Collection entries

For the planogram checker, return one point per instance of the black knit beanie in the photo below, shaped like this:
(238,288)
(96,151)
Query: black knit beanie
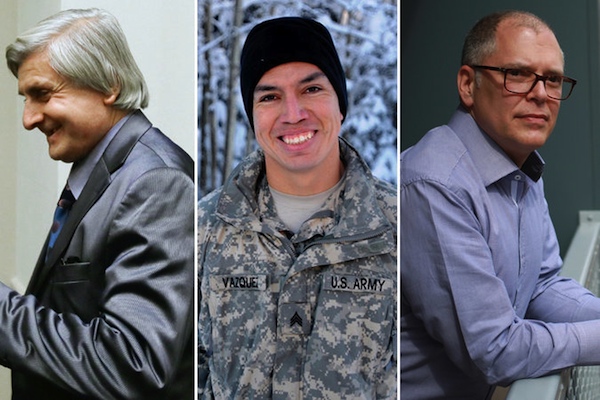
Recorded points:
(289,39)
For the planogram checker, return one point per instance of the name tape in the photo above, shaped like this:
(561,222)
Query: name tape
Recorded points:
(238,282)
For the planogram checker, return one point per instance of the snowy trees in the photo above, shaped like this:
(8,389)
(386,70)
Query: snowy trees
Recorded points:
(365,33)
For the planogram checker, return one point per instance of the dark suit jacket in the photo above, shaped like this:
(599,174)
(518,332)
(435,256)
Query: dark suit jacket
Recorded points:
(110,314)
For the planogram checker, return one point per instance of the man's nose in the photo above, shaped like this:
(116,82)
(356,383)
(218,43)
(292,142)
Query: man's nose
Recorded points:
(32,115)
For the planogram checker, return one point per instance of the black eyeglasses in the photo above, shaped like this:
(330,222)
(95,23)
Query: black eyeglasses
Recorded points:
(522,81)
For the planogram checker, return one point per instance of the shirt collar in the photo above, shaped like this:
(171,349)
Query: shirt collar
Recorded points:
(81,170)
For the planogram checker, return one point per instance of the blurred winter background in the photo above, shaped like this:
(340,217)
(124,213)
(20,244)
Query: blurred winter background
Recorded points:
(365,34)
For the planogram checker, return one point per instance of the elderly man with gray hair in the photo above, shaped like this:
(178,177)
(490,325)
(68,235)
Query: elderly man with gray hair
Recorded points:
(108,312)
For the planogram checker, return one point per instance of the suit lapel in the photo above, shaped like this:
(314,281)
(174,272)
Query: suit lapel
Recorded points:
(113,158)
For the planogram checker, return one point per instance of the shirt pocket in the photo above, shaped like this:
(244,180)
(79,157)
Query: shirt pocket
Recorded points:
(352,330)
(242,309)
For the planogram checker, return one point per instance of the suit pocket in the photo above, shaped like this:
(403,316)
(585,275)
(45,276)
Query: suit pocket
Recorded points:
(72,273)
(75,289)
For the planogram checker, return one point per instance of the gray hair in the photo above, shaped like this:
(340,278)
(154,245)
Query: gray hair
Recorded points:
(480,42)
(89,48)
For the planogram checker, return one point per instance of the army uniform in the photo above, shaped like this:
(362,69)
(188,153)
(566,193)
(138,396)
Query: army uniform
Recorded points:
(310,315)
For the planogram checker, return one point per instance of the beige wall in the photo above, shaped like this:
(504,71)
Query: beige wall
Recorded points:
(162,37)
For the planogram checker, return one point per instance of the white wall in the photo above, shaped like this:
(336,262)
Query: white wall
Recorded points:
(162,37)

▸ OBJECTIVE
Copy everything from the line containing "of the army" down to the end of the entries, keeping each line unchanged.

▸ RESULT BELOW
For the planogram checker, return one point per instance of the army uniform in the photo above, shaped like this:
(362,69)
(188,153)
(566,193)
(138,396)
Query: army uniform
Recorded points:
(310,315)
For the planogram checker, return one point per instance of the beige wall in the photo above, shaped like this:
(504,71)
Query: beige wall
Recorded points:
(162,37)
For the planogram checker, return one point per instance of the white wall in the photo above, shaped like this:
(336,262)
Query: white wall
Recorded points:
(162,37)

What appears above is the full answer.